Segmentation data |
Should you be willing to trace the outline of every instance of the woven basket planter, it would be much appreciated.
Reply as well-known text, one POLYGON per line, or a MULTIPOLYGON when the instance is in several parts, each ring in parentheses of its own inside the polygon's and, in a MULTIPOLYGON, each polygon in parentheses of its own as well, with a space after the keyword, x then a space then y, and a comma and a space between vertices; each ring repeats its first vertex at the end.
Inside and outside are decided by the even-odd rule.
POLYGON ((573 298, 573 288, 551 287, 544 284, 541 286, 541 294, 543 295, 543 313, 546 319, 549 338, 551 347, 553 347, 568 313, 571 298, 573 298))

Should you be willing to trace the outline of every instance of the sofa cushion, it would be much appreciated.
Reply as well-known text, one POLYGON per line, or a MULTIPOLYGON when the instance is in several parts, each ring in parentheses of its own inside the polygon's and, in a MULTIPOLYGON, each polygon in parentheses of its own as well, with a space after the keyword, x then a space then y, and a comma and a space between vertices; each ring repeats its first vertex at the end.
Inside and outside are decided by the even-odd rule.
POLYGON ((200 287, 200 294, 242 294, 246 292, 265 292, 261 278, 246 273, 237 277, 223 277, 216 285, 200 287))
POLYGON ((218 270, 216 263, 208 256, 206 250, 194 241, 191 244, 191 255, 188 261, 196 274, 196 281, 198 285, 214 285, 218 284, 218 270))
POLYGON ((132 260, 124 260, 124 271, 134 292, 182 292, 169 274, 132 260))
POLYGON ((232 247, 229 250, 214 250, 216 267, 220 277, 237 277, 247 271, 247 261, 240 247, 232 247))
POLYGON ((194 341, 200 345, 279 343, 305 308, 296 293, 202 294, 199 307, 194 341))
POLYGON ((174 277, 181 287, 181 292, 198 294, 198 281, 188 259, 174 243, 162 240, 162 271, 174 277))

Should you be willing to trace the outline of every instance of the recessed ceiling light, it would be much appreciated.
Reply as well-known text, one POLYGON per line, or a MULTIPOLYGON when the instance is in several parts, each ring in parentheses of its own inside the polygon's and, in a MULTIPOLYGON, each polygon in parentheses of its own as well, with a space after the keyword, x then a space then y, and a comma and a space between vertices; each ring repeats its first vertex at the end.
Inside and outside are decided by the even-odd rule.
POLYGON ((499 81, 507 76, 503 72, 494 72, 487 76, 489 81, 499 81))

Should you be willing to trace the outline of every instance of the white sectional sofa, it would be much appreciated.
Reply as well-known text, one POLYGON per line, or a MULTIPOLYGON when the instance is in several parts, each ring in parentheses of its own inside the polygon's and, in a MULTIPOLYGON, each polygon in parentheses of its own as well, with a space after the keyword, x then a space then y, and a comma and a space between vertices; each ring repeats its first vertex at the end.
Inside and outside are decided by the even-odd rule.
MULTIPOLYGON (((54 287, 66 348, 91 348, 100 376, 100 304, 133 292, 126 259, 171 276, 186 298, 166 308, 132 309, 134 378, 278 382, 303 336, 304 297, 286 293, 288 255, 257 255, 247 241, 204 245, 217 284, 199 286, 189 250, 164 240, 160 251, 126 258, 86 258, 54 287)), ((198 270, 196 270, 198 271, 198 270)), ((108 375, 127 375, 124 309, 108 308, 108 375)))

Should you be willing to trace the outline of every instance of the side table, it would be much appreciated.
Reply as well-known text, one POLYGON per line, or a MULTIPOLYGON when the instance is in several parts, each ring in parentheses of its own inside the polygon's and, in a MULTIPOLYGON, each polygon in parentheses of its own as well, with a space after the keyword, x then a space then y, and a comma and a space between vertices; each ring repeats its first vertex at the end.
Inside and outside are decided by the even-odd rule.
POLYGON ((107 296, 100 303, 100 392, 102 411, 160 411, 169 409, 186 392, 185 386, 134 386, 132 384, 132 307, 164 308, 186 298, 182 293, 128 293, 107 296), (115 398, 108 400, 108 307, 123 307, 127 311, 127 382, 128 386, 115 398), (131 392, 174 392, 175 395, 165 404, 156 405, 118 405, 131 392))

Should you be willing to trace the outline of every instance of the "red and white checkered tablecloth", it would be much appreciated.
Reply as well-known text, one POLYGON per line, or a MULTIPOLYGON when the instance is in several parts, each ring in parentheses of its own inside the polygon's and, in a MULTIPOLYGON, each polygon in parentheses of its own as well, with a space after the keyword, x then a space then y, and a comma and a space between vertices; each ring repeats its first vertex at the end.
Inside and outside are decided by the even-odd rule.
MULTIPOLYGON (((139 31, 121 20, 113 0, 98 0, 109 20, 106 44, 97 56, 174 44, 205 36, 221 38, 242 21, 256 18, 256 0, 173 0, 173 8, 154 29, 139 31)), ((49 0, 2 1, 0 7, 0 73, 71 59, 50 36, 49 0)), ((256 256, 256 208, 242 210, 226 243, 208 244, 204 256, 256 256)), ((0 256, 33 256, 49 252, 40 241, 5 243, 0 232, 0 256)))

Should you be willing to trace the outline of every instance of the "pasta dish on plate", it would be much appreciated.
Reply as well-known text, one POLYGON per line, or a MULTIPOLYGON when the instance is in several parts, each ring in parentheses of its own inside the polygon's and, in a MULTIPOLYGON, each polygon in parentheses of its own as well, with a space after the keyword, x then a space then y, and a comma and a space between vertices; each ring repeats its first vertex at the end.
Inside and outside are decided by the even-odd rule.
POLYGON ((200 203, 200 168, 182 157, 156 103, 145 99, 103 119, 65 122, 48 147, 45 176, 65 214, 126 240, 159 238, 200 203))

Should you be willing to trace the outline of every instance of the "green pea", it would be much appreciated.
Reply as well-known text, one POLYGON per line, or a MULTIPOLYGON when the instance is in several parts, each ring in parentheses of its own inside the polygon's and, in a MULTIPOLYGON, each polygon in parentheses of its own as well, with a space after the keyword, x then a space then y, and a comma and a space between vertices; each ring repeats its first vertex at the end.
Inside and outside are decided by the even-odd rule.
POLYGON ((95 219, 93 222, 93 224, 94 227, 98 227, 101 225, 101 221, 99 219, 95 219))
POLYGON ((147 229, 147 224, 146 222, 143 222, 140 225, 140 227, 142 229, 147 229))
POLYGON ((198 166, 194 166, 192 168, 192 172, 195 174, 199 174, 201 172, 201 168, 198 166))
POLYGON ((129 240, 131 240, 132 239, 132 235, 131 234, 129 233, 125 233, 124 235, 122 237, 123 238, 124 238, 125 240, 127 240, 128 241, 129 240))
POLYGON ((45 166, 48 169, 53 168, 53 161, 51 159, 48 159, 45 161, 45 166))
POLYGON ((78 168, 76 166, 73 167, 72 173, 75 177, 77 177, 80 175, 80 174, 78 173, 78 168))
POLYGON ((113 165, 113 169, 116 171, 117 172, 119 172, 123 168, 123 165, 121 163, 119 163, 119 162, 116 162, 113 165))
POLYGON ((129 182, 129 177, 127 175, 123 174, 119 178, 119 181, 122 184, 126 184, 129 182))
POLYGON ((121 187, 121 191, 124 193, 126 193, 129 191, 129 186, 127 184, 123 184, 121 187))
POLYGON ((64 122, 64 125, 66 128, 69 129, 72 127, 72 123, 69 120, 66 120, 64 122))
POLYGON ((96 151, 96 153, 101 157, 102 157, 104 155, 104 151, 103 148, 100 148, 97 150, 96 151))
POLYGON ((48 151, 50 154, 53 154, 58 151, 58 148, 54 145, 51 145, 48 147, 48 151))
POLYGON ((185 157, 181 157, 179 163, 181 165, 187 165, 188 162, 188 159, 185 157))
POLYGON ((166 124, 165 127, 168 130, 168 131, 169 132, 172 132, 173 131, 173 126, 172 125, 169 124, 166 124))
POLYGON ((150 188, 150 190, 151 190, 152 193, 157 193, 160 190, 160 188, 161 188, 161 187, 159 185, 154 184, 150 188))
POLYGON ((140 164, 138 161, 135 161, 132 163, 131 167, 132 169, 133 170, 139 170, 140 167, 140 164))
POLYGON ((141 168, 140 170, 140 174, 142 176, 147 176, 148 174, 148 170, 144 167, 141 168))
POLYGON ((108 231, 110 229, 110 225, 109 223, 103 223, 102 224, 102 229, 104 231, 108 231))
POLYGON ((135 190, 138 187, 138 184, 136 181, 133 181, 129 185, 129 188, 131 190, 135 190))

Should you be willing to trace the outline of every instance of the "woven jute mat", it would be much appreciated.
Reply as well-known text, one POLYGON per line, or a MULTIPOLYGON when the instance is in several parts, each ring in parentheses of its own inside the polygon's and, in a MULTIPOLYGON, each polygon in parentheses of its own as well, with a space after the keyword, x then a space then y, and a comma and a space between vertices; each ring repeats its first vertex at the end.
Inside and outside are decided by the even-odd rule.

OBJECTIVE | Can you copy the records word for word, beginning at their very start and stopping after the line that contains "POLYGON ((573 298, 573"?

WRITTEN RESPONSE |
Should you be willing to trace the outline of every instance of the woven basket planter, it would be much appreciated.
Reply as well-known text, one POLYGON per line, or a MULTIPOLYGON when the instance is in several parts, each ring in parentheses of its own inside the polygon's and, in a MULTIPOLYGON, each polygon in parentheses of its own as well, with a space after the keyword, x then a space then y, and a comma and a space between vertices; each ring repeats its first vertex at the end.
Inside and outside are decided by the even-odd rule.
POLYGON ((573 298, 573 288, 551 287, 544 284, 541 286, 541 294, 543 295, 543 313, 546 319, 549 338, 551 347, 553 347, 568 313, 571 298, 573 298))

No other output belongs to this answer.